*Given exercise*: Output only the span of lines that begins at the line containing "For the benchmark, provide one point per instance of the cottage" and ends at the last line of the data, both included, exactly as they appear.

*The data*:
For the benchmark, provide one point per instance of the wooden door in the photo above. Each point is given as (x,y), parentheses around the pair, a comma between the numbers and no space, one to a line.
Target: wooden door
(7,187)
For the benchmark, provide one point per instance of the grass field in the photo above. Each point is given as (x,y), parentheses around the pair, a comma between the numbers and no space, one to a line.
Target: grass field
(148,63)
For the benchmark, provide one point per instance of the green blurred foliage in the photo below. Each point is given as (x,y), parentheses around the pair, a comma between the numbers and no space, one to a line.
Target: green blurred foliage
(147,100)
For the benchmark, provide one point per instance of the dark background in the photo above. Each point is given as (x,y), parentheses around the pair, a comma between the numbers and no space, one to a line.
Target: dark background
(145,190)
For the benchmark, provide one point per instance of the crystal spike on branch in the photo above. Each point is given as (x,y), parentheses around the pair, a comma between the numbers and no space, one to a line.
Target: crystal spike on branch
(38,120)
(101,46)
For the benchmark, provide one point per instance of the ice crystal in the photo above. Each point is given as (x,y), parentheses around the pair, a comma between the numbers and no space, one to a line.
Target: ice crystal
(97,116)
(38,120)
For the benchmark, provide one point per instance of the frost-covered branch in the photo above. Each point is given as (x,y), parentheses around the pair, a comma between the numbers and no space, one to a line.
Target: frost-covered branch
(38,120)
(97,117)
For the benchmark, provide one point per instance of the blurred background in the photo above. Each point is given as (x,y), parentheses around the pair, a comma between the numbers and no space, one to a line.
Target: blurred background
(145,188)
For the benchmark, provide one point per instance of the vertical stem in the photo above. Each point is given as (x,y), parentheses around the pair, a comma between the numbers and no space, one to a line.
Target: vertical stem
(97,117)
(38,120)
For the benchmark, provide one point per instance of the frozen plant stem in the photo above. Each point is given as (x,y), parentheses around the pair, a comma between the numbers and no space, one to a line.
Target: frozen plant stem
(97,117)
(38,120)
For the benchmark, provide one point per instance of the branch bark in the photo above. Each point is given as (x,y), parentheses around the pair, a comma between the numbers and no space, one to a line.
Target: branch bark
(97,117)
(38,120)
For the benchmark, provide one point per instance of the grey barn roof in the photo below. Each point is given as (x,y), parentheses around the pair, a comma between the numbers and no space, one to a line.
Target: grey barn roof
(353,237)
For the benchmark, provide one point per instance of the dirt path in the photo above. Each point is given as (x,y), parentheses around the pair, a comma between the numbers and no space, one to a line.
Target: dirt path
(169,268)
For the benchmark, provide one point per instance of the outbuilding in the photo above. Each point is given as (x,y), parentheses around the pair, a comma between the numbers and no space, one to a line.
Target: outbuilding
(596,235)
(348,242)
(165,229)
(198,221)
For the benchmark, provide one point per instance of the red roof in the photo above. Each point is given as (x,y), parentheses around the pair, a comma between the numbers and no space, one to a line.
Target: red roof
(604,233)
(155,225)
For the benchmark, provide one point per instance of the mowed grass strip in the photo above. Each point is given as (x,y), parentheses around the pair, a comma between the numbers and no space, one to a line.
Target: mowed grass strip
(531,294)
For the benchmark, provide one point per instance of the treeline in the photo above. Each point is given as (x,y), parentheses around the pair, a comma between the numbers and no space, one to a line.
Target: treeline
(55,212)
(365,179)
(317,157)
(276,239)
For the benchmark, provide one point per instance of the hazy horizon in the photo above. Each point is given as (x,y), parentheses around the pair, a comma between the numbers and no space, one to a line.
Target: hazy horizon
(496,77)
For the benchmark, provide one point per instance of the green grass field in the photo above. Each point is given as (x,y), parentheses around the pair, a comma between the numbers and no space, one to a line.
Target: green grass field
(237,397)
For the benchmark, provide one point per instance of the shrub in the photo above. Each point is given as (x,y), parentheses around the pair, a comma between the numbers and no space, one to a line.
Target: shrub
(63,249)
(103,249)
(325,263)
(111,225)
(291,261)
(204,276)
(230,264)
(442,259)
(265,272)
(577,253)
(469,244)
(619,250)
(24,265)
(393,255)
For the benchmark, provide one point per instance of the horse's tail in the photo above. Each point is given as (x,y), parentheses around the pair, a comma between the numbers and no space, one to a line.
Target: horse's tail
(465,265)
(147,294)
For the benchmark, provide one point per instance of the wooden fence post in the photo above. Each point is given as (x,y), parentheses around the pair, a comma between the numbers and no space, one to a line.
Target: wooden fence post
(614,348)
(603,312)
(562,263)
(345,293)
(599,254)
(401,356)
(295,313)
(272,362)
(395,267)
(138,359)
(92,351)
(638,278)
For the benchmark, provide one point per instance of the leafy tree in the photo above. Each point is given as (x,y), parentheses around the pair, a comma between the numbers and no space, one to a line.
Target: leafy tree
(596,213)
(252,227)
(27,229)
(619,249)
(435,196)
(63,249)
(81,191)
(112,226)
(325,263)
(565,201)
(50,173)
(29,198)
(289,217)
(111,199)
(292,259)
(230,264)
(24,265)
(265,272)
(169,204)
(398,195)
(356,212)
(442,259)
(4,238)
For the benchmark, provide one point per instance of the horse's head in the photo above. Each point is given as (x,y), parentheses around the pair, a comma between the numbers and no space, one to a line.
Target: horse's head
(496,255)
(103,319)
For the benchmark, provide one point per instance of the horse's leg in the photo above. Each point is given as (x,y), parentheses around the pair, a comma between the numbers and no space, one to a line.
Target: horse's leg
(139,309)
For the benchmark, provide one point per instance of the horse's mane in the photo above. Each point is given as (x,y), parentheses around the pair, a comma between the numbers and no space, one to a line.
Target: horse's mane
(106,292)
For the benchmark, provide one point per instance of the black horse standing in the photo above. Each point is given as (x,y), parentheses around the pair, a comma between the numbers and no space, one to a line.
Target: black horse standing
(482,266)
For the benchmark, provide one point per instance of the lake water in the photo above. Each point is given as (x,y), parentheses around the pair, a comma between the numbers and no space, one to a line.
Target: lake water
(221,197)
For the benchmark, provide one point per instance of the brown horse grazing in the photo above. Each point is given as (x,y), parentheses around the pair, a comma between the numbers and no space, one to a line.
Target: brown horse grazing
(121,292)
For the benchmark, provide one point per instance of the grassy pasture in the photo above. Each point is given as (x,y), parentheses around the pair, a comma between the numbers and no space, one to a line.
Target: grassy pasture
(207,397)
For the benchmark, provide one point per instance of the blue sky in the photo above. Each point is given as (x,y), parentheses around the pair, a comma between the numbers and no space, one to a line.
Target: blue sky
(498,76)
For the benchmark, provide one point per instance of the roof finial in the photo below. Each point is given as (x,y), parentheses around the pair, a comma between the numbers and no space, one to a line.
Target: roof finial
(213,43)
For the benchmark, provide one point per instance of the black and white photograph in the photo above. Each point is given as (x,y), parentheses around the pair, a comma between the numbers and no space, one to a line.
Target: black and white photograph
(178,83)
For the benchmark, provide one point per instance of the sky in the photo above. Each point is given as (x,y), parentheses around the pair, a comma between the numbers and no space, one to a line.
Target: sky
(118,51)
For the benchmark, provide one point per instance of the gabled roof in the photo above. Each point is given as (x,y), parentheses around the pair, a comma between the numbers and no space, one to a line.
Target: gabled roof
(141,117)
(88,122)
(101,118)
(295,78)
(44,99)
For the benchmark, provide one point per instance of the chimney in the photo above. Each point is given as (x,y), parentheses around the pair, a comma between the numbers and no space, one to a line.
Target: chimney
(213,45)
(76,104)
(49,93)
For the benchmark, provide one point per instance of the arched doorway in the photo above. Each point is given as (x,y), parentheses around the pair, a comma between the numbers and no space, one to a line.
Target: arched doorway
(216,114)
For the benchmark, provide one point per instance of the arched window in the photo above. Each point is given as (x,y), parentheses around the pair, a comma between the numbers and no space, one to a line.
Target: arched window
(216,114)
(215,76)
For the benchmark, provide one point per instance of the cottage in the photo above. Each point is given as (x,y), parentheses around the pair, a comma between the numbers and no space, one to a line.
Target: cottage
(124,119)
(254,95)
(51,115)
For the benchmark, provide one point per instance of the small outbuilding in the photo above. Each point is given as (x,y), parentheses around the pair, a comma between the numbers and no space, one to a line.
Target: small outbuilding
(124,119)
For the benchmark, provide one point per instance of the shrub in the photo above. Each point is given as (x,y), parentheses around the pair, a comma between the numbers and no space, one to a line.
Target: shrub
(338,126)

*Finished exercise*:
For the benchmark, provide one point per instance of the cottage in the photo above. Each point is given as (x,y), parentheses around the pair, a comma between the numbers and no space, one to a line.
Target: cottage
(124,119)
(254,95)
(51,115)
For the benchmark, provide one point per instance of the small outbuilding in the photo above. Each point is given as (x,y), parentheses around the pair, a comma between the numbers and no space, one to a line.
Target: small outbuilding
(124,119)
For the benchmark, provide one point per instance of the shrub in the photo above. Each point is given as (x,y), parentheses around the pair, a comma between the numbers and no space, one to a line.
Target: shrub
(338,126)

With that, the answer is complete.